Exercise directions: Give the entries again exactly. Skip the pictures.

Region pointing data:

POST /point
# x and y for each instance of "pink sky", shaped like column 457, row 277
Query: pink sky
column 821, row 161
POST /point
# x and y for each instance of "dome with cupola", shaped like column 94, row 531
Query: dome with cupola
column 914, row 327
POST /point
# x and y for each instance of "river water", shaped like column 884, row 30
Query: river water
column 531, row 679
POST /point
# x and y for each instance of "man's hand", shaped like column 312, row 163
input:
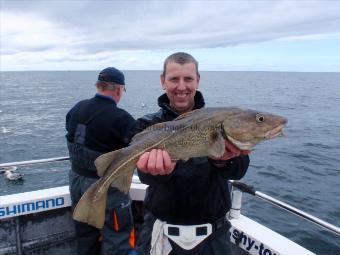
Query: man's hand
column 231, row 151
column 156, row 162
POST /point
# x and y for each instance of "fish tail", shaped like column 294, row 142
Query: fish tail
column 91, row 207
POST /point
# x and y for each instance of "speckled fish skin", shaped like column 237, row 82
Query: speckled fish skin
column 195, row 134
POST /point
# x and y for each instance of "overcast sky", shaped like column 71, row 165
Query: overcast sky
column 299, row 35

Exercise answer:
POST /point
# x and y for each instance of "pink sky", shaped like column 457, row 277
Query: pink sky
column 821, row 161
POST /point
# x and y for each instance of "dome with cupola", shaped like column 94, row 531
Query: dome with cupola
column 914, row 327
POST /point
# x and y for each instance of "river water", shaped like column 884, row 30
Query: river water
column 531, row 679
POST /point
# x and y for each instance of "man's hand", shaped like column 312, row 163
input:
Query: man's hand
column 231, row 151
column 156, row 162
POST /point
# x and y for each instance of "fish tail", shaped like column 294, row 142
Query: fish tail
column 91, row 207
POST /point
# x and y for each instance of "speckled fish skin", shaped like column 237, row 82
Query: speckled fish skin
column 195, row 134
POST /point
# x and y for each instance of "overcast sky", shaped like column 71, row 165
Query: overcast sky
column 299, row 35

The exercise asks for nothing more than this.